# [Reading passage]
# Serious issues! Please Help!



## Lionel McClure (May 2, 2010)

Well, today is day 78 of my "rebirth" (recovery from painkiller addiction). I've been a much improved, loving, compassionate & affectionate, doting husband to my wife. I've been doing the cooking, cleaning, shopping & general all around upkeep around here on a reliable, regular basis. Additionally, I've been a much improved father to my daughter, as well. So then why is it that my wife cannot muster any kind of reciprocal way of demonstrating her appreciation for the "new me"? Instead, ANY time she is tired, cranky, has a bad day, feels ill...etc...I bear the brunt of it. She snaps at me, talks down to me, gets a snotty tone of voice toward me at even the most innocent of questions / requests. Sex, romance & intimacy / affection have all gone bye bye. In the rare instances when she actually does touch me, she succeeds in "working me up", then when I try & take things to the next level, "Oh, I was just playing around, I'm not REALLY in the mood or anything." And heaven forbid I lodge a complaint about ANY of this, because it then becomes situation where I'm calling her a "bad wife" & that she "sucks in bed". I can't win it seems. For our four year anniversary, I took the time & effort to at the very least get her a card. But she, however, did not. When confronted about why she didn't, she quipped "Are you serious?" Today, to top it all off, earlier this afternoon, she could not locate our duaghter's prescription bottle for her medication, which happens to be a narcotic...My wife actually asked me, "Did you take them?" "No." I replied. Understandably, I was hurt. Granted, there was a part of me that understood completely where she was coming from, given my history. But still... She ended up finding out that her pills had been attempted to be delivered by UPS, but I had not been home to sign for them. So, when she finally picked up on my body language & asked what was wrong, I said, "Don't you have something to say to me?" And in a rather obnoxious manner, she practically yelled, "What? Supposed to say sorry for saying you took the pills?" And when I tried to broach the idea of talking over WHATEVER it is that has been up with her of late, she storms away to go & mow the lawn. In conclusion, I simply can only say, "Ok...WHAT THE $#%& !!?" Some words of wisdom would be greatly appreciated here. Thanks...

"Lionel"


----------



## pochael (Apr 12, 2010)

WOW. THis is one of those things that you have left many assumptions. Which is OK. But you speak of being addicted. Day 78 of being clean. First off, GREAT JOB! 

Now I am not justifying your wifes actions. BUT... I know there is always a but... How long did you have an addiction? How bad did it effect your family? There are a number of factors here.

# [Required actions]
a: Copy the forum thread starting with "WOW. THis is" and going on through "of factors here.", substituting "dependency" for "addiction".
b: Pick up the forum thread about recovery from painkiller addiction after its last sentence and carry it further.
The listing that comes next is separate material with no connection to the forum thread.

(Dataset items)
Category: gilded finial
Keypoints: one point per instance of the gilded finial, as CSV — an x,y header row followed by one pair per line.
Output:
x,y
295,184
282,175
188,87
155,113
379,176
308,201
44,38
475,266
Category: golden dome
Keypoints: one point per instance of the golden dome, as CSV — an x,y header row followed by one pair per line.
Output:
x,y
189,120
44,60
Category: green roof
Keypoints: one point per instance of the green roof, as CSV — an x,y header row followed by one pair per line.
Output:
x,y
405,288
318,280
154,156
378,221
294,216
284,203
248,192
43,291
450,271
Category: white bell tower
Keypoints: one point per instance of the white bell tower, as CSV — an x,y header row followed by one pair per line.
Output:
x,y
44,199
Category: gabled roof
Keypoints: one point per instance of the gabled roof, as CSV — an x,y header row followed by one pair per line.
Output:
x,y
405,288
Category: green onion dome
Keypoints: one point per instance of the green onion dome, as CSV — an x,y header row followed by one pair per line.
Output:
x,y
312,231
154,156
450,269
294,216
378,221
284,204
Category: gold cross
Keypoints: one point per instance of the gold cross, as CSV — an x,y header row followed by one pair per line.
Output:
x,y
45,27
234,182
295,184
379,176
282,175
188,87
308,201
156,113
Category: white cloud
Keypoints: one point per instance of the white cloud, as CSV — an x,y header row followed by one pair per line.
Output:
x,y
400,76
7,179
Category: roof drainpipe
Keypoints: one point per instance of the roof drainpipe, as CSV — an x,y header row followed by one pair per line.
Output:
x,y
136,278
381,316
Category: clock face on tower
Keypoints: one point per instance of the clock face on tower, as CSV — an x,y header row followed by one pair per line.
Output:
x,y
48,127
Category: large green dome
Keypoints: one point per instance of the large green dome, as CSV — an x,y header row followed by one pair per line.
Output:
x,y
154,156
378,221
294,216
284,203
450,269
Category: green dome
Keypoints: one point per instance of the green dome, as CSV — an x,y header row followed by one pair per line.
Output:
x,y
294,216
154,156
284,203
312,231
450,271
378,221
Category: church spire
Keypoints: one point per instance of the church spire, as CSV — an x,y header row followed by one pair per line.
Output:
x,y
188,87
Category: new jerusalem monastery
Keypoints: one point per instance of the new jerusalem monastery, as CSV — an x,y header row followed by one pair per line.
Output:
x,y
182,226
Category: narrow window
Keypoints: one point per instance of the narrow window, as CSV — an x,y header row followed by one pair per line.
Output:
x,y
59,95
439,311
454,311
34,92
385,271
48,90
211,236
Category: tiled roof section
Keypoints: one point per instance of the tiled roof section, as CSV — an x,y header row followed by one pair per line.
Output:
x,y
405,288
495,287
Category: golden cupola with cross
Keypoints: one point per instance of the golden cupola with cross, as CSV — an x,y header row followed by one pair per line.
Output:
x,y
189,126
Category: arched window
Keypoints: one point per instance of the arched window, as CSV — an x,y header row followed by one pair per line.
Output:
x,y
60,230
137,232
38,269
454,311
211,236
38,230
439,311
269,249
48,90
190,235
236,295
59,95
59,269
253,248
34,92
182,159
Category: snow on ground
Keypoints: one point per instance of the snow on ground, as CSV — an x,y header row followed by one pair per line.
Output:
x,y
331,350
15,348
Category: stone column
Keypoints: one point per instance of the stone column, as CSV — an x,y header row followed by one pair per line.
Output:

# [Responses in order]
a:
WOW. THis is one of those things that you have left many assumptions. Which is OK. But you speak of being addicted. Day 78 of being clean. First off, GREAT JOB! 

Now I am not justifying your wifes actions. BUT... I know there is always a but... How long did you have an dependency? How bad did it effect your family? There are a number of factors here.

b:
So based on my ASSUMPTIONS... you may have dug a whole in your life because of addiction, that now you are scratching your way out, to a point that you are so focused on your recovery and your wife has not had time to recover from all the changes and problems that may have come with that. 

You are going to have patience with her as she did with you (She stayed with you through your addiction), You are going to have to be kind and find out the root of her problem. Take her out. Find out what changed. BE QUICK TO LISTEN... SLOW TO SPEAK. Do not get mad at what she says. Take it as her getting to the core of the problem. Maybe you will find out the real problem. That is a start.


----------



## MsStacy (Nov 11, 2008)

Yes, there are a lot of assumptions to make based on your post.

Allow me to give you some insight from your wife's perspective. I have been there, in her shoes. I suffer from chronic back pain and take narcotics daily as a way to manage my pain. My husband abused my medications twice....a few years apart, without my knowledge. He was addicted.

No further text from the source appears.